Most (if not all) monotheistic religions are based on faith. Their god (or gods if taken collectively) requires followers to believe without direct evidence. The story of 'doubting' Thomas in the new Testament is typical of such requirements to believe and have faith, often in the face of adversity. In addition, these supreme being have omniscience.

However, Intelligent Design requires that there is an omniscient creator who has used his or her intelligence to underpin the creation of living things, and has left the evidence around for all to see. There is clearly a contradiction here.

Let us suppose that the premise of Intelligent Design is true: that is, that Life as we know it was created by some intelligent being, and this can be asserted from the evidence of our senses, and arguments such as: 'The creation of a living being by chance is as unlikely as a Boeing 757 to be reassembled by a whirlwind from parts in a hangar' are valid. This means that Intelligent Design becomes a 'non-negotiable' fact, which proves the existence of a creator.

However, you cannot now claim that that creator was an omniscient God, otherwise you are claiming that you an incontravertable proof of the existence of God, which denies the idea of 'faith', a cornerstone of monotheistic religion. Therefore, it cannot be claimed that the Intelligent Designer is God, unless you are claiming that God created the world, then carelessly left the evidence for all to see. This would deny his omniscience.

::::::

Task set.
- a) Set down word for word the part of the Intelligent Design passage that begins at the words "Most (if not" and stops after the words "being have omniscience.".
- b) Answer these questions from the Intelligent Design passage.
(i) Which New Testament story is given as typical of the requirement to believe?
(ii) What aircraft is named in the argument about a living being arising by chance?
(iii) What is called a cornerstone of monotheistic religion?
The records that follow were drawn from a separate source.

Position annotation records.
::::::

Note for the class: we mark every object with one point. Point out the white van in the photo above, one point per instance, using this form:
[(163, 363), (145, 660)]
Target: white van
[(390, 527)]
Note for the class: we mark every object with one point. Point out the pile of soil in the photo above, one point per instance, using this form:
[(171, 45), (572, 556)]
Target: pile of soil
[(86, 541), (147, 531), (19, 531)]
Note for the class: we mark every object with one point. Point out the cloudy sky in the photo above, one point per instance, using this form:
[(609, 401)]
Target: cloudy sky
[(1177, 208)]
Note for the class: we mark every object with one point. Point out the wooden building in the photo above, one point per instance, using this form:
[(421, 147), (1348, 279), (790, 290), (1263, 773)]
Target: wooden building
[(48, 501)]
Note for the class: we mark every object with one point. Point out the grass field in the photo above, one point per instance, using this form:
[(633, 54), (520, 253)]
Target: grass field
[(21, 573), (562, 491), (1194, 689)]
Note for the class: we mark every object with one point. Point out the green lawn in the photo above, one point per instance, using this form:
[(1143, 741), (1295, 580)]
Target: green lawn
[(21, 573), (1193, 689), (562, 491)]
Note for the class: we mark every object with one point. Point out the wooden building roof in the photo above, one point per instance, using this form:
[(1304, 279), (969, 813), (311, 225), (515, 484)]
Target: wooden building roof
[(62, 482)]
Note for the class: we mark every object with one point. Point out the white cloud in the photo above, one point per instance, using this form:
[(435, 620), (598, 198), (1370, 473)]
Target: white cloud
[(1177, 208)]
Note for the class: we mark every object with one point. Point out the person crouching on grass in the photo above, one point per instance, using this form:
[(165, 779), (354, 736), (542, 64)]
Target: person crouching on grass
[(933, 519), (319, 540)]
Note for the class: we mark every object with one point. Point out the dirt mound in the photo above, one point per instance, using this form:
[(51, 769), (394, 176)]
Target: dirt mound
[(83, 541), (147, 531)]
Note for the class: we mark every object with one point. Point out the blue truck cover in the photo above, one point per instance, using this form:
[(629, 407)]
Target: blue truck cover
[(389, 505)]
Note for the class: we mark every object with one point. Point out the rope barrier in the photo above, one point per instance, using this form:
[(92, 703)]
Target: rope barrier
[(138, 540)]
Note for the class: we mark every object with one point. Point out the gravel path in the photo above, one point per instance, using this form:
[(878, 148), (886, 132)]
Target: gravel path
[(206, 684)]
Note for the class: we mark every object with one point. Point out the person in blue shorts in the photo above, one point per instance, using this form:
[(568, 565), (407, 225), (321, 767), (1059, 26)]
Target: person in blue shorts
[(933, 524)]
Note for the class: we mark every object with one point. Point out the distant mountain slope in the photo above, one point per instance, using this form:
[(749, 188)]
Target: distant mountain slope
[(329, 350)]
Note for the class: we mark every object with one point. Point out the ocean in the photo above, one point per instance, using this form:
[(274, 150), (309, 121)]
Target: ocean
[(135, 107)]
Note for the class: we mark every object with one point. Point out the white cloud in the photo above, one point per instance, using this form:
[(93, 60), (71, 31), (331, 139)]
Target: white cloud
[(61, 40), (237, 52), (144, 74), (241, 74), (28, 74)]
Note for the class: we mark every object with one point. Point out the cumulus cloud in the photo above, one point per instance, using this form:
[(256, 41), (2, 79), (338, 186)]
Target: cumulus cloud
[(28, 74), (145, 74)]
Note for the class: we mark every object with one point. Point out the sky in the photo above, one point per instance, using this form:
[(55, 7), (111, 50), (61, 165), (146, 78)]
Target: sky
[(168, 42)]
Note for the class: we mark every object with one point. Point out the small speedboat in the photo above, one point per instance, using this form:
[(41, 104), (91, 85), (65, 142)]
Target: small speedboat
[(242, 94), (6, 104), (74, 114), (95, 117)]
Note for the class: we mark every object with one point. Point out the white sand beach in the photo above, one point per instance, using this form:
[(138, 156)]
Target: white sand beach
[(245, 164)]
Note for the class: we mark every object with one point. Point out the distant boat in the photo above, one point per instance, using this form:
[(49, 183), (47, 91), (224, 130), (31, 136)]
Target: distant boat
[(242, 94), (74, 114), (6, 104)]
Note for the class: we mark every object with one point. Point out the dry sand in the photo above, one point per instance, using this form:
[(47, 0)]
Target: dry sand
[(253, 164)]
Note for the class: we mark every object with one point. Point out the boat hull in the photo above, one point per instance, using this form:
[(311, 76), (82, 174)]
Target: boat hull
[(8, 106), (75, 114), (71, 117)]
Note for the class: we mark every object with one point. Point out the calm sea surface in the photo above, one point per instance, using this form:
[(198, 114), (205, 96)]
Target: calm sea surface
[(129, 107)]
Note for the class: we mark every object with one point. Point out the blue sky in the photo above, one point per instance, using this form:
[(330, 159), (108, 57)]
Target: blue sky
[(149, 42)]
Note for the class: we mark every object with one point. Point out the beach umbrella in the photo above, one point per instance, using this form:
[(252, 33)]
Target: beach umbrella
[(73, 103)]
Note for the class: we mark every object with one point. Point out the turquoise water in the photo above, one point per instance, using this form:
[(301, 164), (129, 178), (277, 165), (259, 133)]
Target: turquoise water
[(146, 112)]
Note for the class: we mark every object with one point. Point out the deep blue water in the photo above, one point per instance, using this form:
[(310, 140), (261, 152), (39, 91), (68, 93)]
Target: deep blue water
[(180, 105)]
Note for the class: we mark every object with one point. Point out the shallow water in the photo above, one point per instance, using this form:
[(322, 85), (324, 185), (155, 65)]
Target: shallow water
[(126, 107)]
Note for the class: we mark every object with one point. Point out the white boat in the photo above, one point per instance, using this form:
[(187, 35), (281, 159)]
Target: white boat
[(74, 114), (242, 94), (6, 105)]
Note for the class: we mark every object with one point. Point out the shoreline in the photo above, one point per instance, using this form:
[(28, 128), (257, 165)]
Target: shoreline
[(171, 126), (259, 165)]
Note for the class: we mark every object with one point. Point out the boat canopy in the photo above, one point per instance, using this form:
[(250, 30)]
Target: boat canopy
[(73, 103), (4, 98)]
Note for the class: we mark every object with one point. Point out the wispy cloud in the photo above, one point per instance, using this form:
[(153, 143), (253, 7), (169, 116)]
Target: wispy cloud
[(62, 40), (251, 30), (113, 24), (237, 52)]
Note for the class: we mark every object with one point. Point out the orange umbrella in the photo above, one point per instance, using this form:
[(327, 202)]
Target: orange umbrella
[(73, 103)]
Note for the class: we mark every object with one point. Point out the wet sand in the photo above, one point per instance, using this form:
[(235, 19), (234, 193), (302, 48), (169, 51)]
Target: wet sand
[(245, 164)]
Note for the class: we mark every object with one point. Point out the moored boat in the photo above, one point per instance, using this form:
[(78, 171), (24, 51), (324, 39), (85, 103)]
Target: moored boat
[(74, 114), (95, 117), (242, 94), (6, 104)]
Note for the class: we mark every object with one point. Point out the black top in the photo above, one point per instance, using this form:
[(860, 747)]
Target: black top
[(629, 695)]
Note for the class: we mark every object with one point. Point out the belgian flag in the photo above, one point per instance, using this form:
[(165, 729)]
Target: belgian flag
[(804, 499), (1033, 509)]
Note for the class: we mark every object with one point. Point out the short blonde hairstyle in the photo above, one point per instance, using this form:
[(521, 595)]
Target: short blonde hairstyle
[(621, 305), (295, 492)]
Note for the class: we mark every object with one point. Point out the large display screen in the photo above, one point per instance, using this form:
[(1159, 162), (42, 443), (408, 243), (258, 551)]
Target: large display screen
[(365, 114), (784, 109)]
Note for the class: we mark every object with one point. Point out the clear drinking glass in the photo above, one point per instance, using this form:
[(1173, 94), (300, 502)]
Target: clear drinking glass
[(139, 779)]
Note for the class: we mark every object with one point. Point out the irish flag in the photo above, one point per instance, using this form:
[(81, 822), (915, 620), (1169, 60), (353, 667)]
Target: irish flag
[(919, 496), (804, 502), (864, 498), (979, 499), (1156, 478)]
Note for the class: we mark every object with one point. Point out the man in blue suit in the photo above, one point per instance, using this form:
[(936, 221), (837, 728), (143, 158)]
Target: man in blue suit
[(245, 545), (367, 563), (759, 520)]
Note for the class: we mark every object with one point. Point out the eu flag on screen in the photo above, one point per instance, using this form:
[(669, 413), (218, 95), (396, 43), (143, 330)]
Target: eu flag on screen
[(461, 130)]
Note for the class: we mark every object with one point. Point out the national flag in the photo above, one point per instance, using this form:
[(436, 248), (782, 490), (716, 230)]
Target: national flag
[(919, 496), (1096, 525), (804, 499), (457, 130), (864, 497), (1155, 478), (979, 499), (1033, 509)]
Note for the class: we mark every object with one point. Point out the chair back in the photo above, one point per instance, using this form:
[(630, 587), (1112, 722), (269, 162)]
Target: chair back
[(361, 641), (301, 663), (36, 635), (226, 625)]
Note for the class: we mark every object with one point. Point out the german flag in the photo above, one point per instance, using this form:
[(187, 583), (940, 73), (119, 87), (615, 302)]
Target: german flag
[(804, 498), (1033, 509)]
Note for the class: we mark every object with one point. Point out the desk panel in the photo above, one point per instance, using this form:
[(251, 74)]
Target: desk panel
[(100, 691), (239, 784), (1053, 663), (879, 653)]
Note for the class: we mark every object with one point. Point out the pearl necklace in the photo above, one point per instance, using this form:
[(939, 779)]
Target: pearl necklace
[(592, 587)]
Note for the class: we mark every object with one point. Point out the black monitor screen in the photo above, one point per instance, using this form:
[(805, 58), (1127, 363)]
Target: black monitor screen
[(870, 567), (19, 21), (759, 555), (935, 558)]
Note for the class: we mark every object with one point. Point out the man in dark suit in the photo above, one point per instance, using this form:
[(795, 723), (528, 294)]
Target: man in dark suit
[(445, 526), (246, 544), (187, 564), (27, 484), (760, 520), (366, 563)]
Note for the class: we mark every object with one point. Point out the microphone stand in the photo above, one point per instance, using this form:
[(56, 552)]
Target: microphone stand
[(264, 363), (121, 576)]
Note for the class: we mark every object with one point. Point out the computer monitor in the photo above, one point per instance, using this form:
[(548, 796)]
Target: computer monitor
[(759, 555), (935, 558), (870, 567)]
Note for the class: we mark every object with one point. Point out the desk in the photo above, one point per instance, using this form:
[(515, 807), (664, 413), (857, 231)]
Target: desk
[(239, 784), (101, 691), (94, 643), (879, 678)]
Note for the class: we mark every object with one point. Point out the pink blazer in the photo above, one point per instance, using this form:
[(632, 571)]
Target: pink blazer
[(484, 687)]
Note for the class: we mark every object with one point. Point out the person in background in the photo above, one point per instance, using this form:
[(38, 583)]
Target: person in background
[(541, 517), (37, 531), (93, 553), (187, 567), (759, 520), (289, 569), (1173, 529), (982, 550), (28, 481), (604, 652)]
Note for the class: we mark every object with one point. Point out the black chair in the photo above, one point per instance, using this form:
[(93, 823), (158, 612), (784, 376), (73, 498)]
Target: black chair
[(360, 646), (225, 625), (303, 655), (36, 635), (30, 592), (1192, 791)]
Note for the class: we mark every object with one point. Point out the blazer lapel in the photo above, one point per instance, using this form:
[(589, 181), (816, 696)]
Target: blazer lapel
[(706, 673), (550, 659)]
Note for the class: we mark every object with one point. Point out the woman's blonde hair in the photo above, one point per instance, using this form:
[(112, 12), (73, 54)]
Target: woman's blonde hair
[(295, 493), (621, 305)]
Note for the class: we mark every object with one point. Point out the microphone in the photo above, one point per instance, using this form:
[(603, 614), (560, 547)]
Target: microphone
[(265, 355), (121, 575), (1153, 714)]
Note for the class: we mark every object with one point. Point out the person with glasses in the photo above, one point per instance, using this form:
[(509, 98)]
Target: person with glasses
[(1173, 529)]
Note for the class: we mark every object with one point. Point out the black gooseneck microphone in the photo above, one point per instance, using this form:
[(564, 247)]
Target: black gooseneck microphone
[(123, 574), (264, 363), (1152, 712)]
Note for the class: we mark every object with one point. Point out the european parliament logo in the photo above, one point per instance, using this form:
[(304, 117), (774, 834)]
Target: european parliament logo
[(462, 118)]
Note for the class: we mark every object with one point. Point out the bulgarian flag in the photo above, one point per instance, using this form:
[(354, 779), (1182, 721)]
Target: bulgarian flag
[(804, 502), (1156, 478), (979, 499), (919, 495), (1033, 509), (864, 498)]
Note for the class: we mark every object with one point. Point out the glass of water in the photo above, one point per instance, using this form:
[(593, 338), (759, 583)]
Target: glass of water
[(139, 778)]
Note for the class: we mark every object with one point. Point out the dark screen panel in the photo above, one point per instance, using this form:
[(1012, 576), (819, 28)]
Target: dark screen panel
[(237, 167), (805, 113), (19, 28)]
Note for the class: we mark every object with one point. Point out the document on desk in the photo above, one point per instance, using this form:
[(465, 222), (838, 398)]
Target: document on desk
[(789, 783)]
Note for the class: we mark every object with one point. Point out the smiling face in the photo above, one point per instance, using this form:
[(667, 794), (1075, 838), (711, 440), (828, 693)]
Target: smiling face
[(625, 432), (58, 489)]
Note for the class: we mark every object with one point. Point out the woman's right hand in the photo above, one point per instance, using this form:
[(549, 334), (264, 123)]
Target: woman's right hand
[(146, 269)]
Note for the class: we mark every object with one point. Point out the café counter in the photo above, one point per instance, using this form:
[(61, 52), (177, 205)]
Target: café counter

::::::

Solutions in order.
- a)
Most (if not all) monotheistic religions are based on faith. Their god (or gods if taken collectively) requires followers to believe without direct evidence. The story of 'doubting' Thomas in the new Testament is typical of such requirements to believe and have faith, often in the face of adversity. In addition, these supreme being have omniscience.

- b)
(i) The story of "doubting" Thomas.
(ii) A Boeing 757.
(iii) The idea of faith.